Data shown:
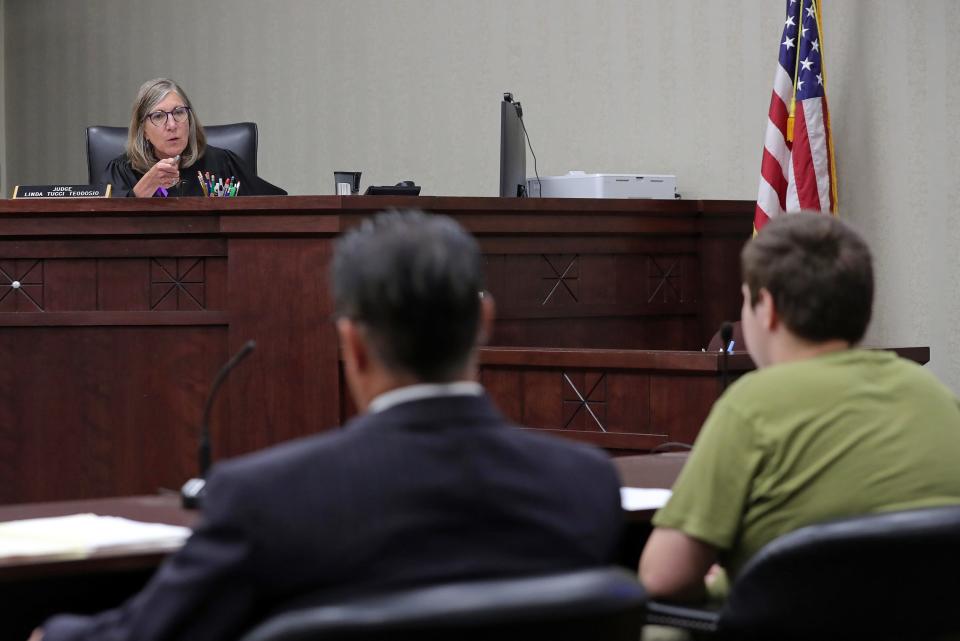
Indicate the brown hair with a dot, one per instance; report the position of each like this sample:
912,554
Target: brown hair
139,149
819,273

Given instruction: Convert each line of the rows above into a Markdown table with the columns No. and Text, numbering the lines in order and skipping blank ones. Leave the pictures out.

Problem solution:
| No. | Text |
|---|---|
| 1 | Indicate the brown hair with a dot, one per instance; report the position of each like this sample: |
| 2 | 912,554 |
| 3 | Target: brown hair |
| 4 | 139,149 |
| 5 | 819,273 |